## Short exercise
Copy out all of the data below, substituting "image" for each occurrence of "photograph" and leaving every other word unchanged.

## Extracted material
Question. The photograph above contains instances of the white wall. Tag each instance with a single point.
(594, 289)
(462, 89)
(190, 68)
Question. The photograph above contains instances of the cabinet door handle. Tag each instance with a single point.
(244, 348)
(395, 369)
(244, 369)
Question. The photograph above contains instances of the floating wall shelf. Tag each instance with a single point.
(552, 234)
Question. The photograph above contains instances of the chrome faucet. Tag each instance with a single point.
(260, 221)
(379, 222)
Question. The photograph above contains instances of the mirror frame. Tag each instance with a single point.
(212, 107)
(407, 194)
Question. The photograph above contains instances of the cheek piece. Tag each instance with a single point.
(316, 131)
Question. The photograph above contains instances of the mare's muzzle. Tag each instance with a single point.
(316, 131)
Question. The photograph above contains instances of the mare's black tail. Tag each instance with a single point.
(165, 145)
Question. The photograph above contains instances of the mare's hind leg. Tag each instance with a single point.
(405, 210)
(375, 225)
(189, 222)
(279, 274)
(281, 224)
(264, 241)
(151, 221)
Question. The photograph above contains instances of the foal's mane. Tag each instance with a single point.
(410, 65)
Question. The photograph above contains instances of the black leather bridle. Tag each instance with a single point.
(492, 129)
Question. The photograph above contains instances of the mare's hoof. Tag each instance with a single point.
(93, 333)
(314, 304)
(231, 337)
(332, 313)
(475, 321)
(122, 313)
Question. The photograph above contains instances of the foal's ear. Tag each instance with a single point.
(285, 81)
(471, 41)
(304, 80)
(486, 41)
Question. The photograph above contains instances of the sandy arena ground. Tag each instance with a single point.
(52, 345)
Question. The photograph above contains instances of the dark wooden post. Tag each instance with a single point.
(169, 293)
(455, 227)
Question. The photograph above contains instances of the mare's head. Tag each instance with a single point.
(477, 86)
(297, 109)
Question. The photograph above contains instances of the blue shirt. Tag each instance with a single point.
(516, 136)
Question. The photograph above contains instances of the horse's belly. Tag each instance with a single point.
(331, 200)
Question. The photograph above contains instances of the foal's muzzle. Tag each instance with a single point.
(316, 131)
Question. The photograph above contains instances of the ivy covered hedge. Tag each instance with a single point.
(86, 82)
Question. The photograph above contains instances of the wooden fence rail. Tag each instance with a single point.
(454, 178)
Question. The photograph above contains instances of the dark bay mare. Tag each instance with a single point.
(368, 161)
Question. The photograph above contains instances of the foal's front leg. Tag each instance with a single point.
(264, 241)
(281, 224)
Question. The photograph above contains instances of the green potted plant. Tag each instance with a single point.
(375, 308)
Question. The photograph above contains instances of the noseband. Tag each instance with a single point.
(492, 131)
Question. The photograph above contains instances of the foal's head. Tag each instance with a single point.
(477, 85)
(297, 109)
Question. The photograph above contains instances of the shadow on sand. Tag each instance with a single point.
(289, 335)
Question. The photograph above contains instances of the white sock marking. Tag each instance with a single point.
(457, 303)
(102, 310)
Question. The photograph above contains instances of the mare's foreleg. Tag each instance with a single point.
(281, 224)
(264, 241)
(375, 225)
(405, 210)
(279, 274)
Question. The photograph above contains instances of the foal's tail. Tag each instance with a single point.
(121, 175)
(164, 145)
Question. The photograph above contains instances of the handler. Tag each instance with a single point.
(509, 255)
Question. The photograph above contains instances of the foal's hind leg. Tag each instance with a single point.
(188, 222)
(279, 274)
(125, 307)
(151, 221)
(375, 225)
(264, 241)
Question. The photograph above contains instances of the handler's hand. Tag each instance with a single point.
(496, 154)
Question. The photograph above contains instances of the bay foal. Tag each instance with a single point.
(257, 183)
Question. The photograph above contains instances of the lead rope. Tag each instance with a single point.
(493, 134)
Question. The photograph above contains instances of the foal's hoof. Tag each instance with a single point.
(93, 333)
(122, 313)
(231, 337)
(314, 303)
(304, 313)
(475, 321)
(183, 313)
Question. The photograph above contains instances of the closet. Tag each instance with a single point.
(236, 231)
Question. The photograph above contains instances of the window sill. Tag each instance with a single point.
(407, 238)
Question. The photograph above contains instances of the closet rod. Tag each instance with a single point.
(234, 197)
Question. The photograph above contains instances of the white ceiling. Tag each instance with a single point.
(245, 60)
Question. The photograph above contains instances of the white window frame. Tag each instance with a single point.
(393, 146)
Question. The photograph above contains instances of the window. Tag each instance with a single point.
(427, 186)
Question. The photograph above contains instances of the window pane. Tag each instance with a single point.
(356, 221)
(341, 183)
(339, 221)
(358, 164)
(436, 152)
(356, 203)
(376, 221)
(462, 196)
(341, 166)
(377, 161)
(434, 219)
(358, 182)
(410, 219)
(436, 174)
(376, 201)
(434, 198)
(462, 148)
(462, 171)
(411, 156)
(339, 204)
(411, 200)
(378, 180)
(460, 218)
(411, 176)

## Answer for this exercise
Question. The image above contains instances of the white wall. Tag each instance with a single point.
(594, 289)
(462, 89)
(190, 68)
Question. The image above contains instances of the cabinet door handle. Tag each instance with a single point.
(244, 348)
(395, 369)
(244, 369)
Question. The image above contains instances of the floating wall shelf. Tag each instance with a single point.
(552, 234)
Question. The image above contains instances of the chrome faucet. Tag each instance with a single point.
(260, 221)
(379, 222)
Question. The image above contains instances of the mirror frame. Tag each instance with a single point.
(212, 107)
(407, 194)
Question. The image above contains instances of the cheek piece. Tag each instance with a single point.
(316, 131)
Question. The image above contains instances of the mare's muzzle. Tag each instance with a single point.
(316, 131)
Question. The image above contains instances of the mare's black tail. Tag each instance with a single point.
(165, 145)
Question. The image above contains instances of the mare's hind leg. Tag each instance with a single point.
(405, 210)
(375, 225)
(189, 222)
(279, 274)
(281, 224)
(264, 241)
(151, 221)
Question. The image above contains instances of the foal's mane. Tag each instance with a single point.
(410, 65)
Question. The image above contains instances of the black leather bridle. Tag each instance with a single point.
(492, 129)
Question. The image above contains instances of the mare's hoof. Tag each instance with a single point.
(93, 333)
(314, 304)
(231, 337)
(332, 313)
(475, 321)
(122, 313)
Question. The image above contains instances of the foal's ear. Tag each instance with a single point.
(285, 81)
(471, 41)
(304, 80)
(486, 41)
Question. The image above contains instances of the sandy arena ground. Tag each instance with a single point.
(52, 345)
Question. The image above contains instances of the dark wooden post. Tag each instance with a single point.
(169, 293)
(455, 227)
Question. The image above contains instances of the mare's head. Tag each instance with a single point.
(477, 86)
(297, 109)
Question. The image above contains instances of the blue shirt. Tag each instance with a single point.
(516, 136)
Question. The image above contains instances of the horse's belly. Tag each instance with a single point.
(331, 200)
Question. The image above contains instances of the foal's muzzle. Tag each instance with a single point.
(316, 131)
Question. The image above contains instances of the ivy covered hedge. Tag each instance with a single point.
(86, 82)
Question. The image above contains instances of the wooden fence rail. Tag each instance with a single point.
(454, 178)
Question. The image above contains instances of the dark bay mare. Tag each instance with a single point.
(368, 161)
Question. The image above contains instances of the foal's front leg. Tag each instance with a single point.
(264, 241)
(281, 224)
Question. The image above contains instances of the green potted plant. Tag each instance with a single point.
(375, 308)
Question. The image above contains instances of the noseband. Tag each instance with a single point.
(492, 131)
Question. The image above contains instances of the foal's head. Tag each instance with a single point.
(477, 85)
(297, 109)
Question. The image above contains instances of the shadow on sand. Tag each instance with a single point.
(289, 335)
Question. The image above contains instances of the white sock marking. Tag each instance with a single point.
(457, 303)
(102, 310)
Question. The image above contains instances of the mare's foreleg. Tag each instance with a single point.
(281, 224)
(264, 241)
(375, 225)
(405, 210)
(279, 274)
Question. The image above contains instances of the foal's tail. Tag each instance with a single point.
(121, 175)
(164, 145)
Question. The image above contains instances of the handler. Tag each instance with a single point.
(509, 255)
Question. The image above contains instances of the foal's hind leg. Tag each instance with a single point.
(188, 222)
(279, 274)
(125, 307)
(151, 221)
(375, 225)
(264, 241)
Question. The image above contains instances of the handler's hand. Tag each instance with a single point.
(496, 154)
Question. The image above contains instances of the bay foal. Tag each instance with a single point.
(257, 183)
Question. The image above contains instances of the lead rope. Tag each instance with a single point.
(493, 134)
Question. The image above contains instances of the foal's hoof. Tag each instance with a single point.
(93, 333)
(122, 313)
(231, 337)
(314, 303)
(304, 313)
(475, 321)
(183, 313)
Question. The image above contains instances of the closet. Tag each instance with a single point.
(236, 231)
Question. The image above contains instances of the window sill. Tag each instance with a single point.
(407, 238)
Question. The image above contains instances of the closet rod. Tag each instance with a single point.
(234, 197)
Question. The image above contains instances of the white ceiling. Tag each instance with a single point.
(245, 60)
Question. The image above contains instances of the white window frame. Tag each instance with a single point.
(393, 146)
Question. The image above contains instances of the window. Tag each instance with a single point.
(427, 186)
Question. The image above contains instances of the window pane. Tag each instance with a single point.
(356, 221)
(341, 183)
(339, 221)
(358, 164)
(436, 152)
(356, 203)
(376, 221)
(462, 196)
(341, 166)
(377, 161)
(434, 219)
(358, 182)
(410, 219)
(436, 174)
(376, 201)
(434, 198)
(462, 148)
(462, 171)
(411, 156)
(339, 204)
(411, 200)
(378, 180)
(460, 218)
(411, 176)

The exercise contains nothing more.